**LISTED RECORDS:**

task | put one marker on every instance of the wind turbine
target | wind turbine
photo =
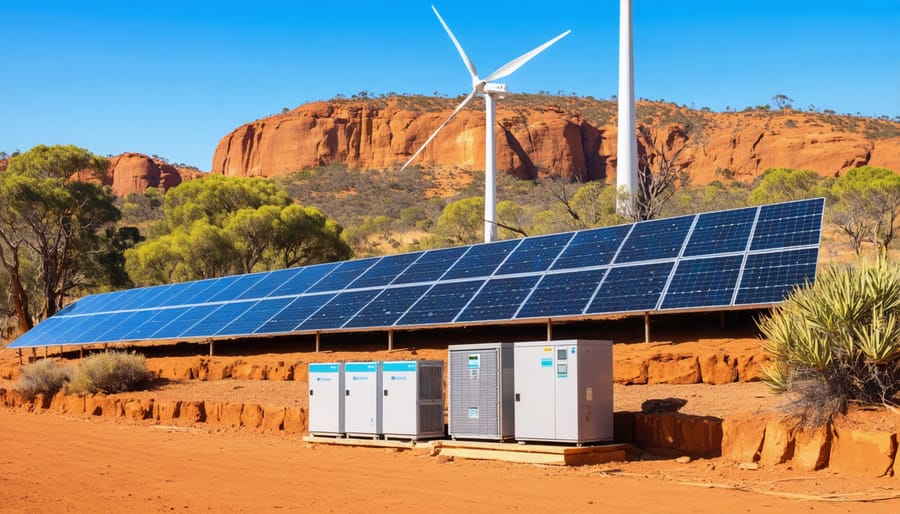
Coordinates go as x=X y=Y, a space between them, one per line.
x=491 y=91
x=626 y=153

* * *

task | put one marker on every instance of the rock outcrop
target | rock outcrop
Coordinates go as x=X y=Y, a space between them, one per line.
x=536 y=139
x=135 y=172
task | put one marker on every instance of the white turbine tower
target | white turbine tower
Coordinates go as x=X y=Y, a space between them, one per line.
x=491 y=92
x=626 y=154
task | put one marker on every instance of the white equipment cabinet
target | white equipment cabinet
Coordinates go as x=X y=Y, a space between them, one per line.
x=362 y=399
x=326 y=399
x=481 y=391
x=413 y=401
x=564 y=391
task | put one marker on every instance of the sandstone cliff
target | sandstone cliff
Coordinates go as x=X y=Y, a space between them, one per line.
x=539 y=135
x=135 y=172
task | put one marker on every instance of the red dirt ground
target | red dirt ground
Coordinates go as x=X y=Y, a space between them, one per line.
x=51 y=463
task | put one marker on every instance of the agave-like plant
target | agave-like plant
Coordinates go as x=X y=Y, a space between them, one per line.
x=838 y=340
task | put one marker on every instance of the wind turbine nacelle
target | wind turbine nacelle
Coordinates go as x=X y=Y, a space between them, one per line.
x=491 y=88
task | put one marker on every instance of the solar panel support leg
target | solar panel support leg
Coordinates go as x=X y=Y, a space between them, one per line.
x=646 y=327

==

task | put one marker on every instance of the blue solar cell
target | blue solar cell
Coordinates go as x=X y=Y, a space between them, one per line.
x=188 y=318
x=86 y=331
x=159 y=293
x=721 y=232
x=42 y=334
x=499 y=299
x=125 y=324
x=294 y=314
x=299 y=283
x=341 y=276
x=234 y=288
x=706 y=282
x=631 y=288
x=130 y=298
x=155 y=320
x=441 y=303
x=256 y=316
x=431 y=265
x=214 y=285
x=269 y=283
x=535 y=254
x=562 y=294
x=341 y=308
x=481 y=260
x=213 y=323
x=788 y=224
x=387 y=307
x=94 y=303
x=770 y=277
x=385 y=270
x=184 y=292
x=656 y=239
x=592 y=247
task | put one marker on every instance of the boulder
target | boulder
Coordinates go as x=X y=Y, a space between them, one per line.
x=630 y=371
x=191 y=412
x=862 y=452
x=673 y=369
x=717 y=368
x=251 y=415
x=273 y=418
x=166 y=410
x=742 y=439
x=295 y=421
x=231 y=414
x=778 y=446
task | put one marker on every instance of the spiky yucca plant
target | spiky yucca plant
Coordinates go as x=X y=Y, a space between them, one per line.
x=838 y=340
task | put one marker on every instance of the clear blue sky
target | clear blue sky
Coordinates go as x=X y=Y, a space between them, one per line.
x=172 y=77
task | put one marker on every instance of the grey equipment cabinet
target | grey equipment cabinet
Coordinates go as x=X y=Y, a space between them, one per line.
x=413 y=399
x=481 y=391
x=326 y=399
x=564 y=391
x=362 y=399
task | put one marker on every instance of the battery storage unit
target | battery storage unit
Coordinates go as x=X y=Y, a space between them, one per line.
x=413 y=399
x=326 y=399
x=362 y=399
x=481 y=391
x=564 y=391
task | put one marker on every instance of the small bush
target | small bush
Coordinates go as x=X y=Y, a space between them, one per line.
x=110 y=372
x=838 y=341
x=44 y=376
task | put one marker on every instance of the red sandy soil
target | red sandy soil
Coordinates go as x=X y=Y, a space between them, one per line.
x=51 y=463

**TASK TO CARRY OUT:**
Count the lines in the material that contain the word "clear". Reply with the number alone.

**EXPECTED ANSWER:**
2